== Segment start ==

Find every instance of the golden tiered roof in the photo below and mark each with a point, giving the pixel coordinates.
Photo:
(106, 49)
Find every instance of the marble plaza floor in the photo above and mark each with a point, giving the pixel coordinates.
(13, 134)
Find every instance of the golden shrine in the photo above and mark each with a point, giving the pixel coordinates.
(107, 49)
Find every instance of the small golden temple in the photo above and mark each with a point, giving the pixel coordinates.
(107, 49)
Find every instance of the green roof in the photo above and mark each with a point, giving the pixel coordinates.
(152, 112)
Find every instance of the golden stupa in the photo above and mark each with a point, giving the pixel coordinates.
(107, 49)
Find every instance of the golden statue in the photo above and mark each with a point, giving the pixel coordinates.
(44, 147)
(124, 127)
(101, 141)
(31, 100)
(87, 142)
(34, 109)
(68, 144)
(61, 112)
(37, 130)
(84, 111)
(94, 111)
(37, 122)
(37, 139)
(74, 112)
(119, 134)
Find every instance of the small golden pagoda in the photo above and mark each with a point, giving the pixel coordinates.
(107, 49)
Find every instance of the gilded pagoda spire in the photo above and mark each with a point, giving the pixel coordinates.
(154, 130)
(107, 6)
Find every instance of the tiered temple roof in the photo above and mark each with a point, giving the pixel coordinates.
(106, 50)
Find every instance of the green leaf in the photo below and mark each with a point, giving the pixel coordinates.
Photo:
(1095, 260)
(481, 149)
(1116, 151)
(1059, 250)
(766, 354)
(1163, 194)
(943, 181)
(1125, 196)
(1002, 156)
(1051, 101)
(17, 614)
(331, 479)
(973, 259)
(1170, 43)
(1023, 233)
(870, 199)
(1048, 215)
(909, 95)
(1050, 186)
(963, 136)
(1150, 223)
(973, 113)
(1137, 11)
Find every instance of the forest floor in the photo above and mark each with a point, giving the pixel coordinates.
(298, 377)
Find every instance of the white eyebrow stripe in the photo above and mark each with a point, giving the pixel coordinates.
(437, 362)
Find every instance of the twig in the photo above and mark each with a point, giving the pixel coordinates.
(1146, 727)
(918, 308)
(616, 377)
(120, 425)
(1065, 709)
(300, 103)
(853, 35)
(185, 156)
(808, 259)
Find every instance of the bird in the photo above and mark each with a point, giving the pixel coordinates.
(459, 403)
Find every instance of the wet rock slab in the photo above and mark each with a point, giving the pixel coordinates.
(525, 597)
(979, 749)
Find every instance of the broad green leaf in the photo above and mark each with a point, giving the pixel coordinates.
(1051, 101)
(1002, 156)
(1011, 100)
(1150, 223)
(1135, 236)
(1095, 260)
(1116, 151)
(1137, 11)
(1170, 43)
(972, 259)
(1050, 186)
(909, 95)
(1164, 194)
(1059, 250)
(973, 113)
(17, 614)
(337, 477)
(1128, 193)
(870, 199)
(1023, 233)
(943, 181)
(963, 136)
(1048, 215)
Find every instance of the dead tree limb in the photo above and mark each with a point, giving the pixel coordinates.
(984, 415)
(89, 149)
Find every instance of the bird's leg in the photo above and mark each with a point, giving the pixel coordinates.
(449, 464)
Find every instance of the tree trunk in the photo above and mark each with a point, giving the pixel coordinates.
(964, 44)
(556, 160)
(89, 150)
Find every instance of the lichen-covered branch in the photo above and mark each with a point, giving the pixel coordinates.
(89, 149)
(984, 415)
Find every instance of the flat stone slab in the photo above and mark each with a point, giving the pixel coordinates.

== Segment end ==

WHAT YOU WILL DO => Among the lines above, which ones include the word "below"? Copy them.

OUTPUT FOR THIS TASK =>
Find every instance of the golden tiered roof in the photo below and mark each with a point, giving the pixel coordinates.
Find every instance of the green leaf in the photo below and mark each with a point, giving the pixel coordinates.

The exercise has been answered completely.